**Explore the material:**
1 > Transcribe the stretch of the passage on chemical preservatives from "Use Of Chemical" through "purely chemical reactions.".
2 > Answer these questions using the passage on chemical preservatives:
(a) Which acid, in the form of its sodium salt, is used extensively to preserve jams and jellies?
(b) Which approved antioxidants are named as preventing rancidity in edible oils?
(c) Which foods are said to be preserved by irradiation?
━━━━━ Selected text ━━━━━
Use Of Chemical Preservatives
Preservatives are defined as chemical agents which serve to retard, hinder or mask the undesirable changes in food. These changes may be caused by micro organisms, by enzymes of food or by purely chemical reactions.
Certain chemicals when added in small quantities can hinder undesirable chemical reaction in food by:
1. Interfering with the cell membrane of the microorganism, their enzyme activity or their genetic mechanism.
2. Acting as antioxidants.
Maximum amounts allowed to be added to each type of food is regulated by law because higher concentrations can be a health hazard. Benzoic acid in the form of its sodium salt is an effective inhibitor of moulds and is used extensively for the preservation of jams and jellies.
Some of the other chemical preservatives used are:
1. Potassium metabisulphite
2. Sorbic acid
3. Calcium propionate
4. Sodium benzoate
The development of off-flavours (rancidity) in edible oils is prevented by the use of Butylated Hydroxy Anisole(BHA), Butylated Hydroxy Toluene(BHT), lecithin which are some of the approved antioxidants.
Radiant energy can be used to preserve food. Gamma rays and beta particles produced by special electronic machines are sources of energy used to preserve food.
These waves penetrate throughout the food. As the waves and particles pass through the food, they collide with molecules in the food and in microorganisms. These result in chemical alterations. The goal of irradiation is to kill the microorganism and inactivate the enzymes without altering the food.
Changes in the food are minimized if it is done in a vacuum, and if ascorbic acid is present. Berries and meat are preserved in this way.
━━━━━ Data provided ━━━━━
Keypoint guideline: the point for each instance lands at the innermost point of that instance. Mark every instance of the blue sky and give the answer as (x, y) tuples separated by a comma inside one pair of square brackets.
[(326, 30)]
━━━━━
**Solutions to the problems:**
1 >
Use Of Chemical Preservatives
Preservatives are defined as chemical agents which serve to retard, hinder or mask the undesirable changes in food. These changes may be caused by micro organisms, by enzymes of food or by purely chemical reactions.

2 >
(a) Benzoic acid
(b) Butylated Hydroxy Anisole (BHA), Butylated Hydroxy Toluene (BHT), and lecithin
(c) Berries and meat